# SHORT EXERCISE
Show every line of the records below that contains the word "green".

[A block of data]
⁂
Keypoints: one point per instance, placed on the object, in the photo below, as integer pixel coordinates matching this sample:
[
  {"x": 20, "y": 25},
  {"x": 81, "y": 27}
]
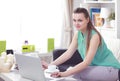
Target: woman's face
[{"x": 80, "y": 22}]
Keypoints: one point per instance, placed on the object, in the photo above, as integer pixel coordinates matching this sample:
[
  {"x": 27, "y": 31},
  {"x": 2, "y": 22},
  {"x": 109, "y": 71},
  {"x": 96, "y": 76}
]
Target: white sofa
[{"x": 114, "y": 45}]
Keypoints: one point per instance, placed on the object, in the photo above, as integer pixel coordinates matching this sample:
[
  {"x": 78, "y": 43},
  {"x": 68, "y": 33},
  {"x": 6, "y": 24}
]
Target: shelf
[
  {"x": 103, "y": 28},
  {"x": 86, "y": 1}
]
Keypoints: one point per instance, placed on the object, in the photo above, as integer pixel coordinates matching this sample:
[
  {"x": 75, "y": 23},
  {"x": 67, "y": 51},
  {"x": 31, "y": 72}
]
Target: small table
[{"x": 15, "y": 76}]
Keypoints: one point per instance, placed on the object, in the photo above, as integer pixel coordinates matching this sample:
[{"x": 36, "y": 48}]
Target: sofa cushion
[{"x": 114, "y": 45}]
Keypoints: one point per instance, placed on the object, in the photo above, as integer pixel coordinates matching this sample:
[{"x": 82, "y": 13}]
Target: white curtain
[{"x": 67, "y": 30}]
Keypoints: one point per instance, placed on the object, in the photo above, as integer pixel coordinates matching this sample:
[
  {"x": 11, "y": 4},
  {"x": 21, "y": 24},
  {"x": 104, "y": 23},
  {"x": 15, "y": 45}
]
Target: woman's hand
[
  {"x": 59, "y": 74},
  {"x": 44, "y": 64}
]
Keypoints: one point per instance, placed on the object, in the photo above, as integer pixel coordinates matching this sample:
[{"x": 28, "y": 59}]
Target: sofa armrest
[{"x": 75, "y": 59}]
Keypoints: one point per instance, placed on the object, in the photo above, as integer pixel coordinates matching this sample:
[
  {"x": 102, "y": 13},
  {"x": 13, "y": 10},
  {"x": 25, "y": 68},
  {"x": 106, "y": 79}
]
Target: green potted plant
[{"x": 111, "y": 19}]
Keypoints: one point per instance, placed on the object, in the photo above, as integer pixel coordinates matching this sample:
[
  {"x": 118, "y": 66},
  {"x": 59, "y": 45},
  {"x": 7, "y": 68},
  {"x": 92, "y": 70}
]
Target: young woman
[{"x": 99, "y": 63}]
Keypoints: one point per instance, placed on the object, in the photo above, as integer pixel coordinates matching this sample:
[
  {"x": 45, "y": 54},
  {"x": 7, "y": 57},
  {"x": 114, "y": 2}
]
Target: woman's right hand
[{"x": 44, "y": 64}]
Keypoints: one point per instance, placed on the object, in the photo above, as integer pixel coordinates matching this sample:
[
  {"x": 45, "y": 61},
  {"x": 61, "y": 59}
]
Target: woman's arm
[
  {"x": 67, "y": 55},
  {"x": 94, "y": 43}
]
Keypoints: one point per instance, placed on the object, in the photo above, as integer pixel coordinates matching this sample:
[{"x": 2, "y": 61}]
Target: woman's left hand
[{"x": 59, "y": 74}]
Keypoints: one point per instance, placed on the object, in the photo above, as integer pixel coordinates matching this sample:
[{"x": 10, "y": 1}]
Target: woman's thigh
[{"x": 99, "y": 73}]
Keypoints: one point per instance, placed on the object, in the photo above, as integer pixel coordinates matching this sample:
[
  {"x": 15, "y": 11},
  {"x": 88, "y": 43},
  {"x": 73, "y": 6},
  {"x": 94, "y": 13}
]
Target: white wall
[{"x": 32, "y": 20}]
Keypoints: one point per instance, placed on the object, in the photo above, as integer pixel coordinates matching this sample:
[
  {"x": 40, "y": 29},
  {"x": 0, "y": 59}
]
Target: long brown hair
[{"x": 90, "y": 26}]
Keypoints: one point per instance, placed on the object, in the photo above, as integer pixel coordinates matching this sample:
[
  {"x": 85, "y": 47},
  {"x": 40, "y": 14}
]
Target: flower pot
[{"x": 112, "y": 23}]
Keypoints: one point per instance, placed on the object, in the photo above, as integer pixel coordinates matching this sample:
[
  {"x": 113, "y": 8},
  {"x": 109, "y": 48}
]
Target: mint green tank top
[{"x": 103, "y": 56}]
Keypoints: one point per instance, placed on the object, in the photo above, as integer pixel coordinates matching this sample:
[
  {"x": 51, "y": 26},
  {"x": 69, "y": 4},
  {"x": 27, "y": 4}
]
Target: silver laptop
[{"x": 30, "y": 67}]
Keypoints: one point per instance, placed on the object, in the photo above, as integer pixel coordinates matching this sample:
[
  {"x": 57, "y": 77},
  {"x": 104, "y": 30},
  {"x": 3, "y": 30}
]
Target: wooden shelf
[{"x": 86, "y": 1}]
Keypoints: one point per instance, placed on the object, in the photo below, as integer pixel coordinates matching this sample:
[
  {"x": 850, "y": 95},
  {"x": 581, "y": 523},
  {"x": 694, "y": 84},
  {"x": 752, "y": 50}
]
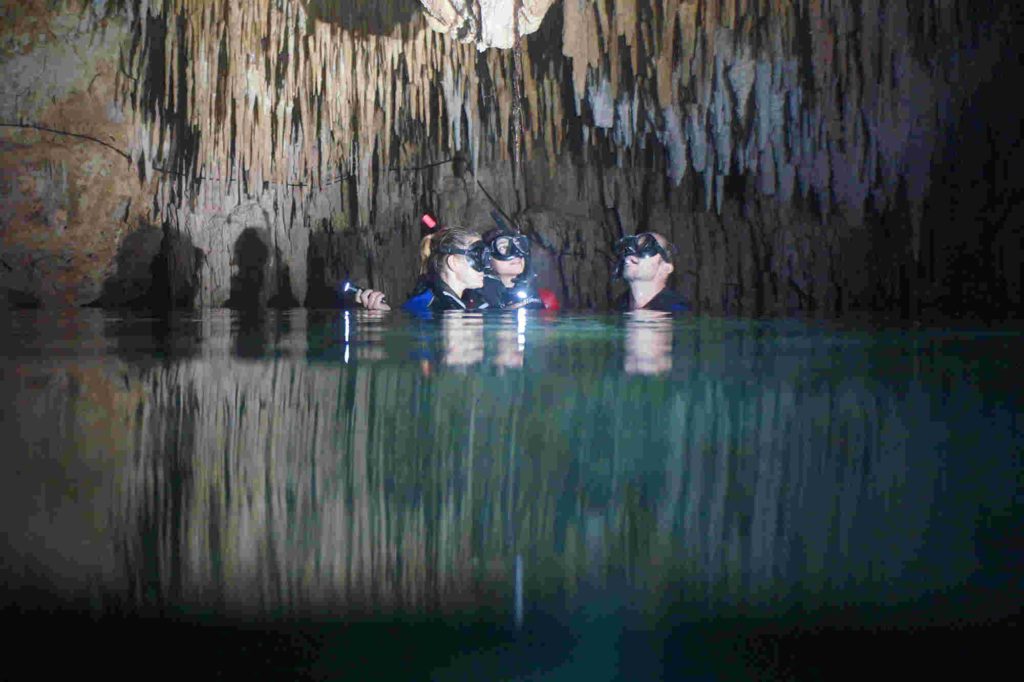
⁂
# RESULT FOR THIS TASK
Target: green potted plant
Target: mint green tank top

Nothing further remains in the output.